> Provided records
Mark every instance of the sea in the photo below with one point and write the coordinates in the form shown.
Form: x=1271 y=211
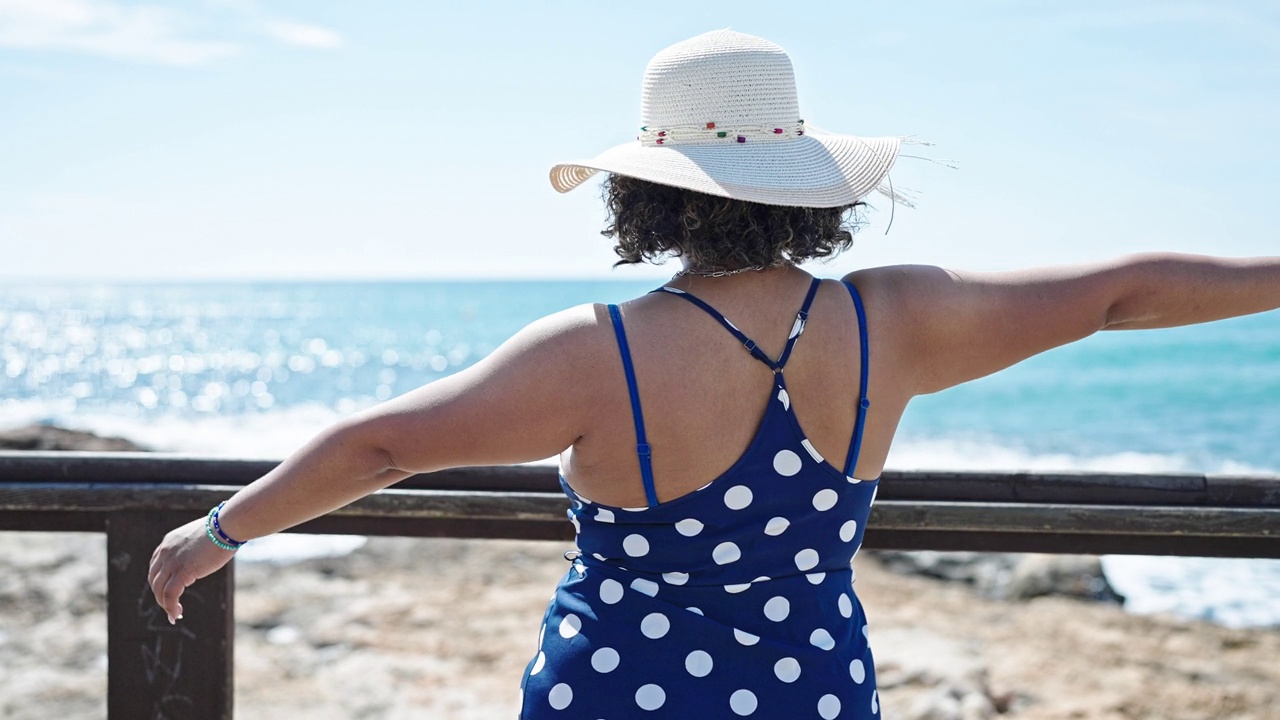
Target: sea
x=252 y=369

...

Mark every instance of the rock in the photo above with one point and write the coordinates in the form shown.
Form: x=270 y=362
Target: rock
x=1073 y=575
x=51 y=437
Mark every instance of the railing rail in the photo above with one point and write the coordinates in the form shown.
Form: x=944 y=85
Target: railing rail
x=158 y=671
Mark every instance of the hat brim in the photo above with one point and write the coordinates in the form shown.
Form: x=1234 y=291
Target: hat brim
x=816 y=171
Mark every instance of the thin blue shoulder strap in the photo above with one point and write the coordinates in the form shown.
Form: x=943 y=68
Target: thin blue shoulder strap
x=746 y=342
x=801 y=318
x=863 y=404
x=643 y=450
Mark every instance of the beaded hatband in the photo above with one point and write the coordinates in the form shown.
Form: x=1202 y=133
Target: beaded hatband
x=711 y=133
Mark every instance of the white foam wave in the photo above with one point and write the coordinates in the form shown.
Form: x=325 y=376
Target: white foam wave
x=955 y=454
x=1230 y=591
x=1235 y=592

...

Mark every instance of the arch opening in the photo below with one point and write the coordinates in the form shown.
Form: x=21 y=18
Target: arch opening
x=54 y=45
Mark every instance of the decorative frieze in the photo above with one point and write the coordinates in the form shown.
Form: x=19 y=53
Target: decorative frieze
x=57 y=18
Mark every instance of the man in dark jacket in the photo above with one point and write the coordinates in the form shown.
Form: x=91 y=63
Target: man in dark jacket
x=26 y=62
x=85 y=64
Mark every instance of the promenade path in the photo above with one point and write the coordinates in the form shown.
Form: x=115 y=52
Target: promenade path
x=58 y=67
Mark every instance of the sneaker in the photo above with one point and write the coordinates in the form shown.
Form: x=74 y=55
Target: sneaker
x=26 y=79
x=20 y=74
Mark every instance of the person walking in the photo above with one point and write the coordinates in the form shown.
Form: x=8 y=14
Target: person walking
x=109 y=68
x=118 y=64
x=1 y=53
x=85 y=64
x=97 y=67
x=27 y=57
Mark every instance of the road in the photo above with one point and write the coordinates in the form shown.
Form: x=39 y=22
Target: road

> Exercise requirements
Rewrite the material starting at the line containing "Mark every instance of the thin" and ending at the line containing "x=643 y=450", replacing "shoulder strap" with "bag strap" and leaving everything else unchanged.

> Correct response
Mark every instance of the thin blue bag strap in the photo above with one point and write the coordinates in the form shown.
Form: x=943 y=68
Target: thin blue bag strap
x=746 y=342
x=801 y=318
x=863 y=404
x=643 y=450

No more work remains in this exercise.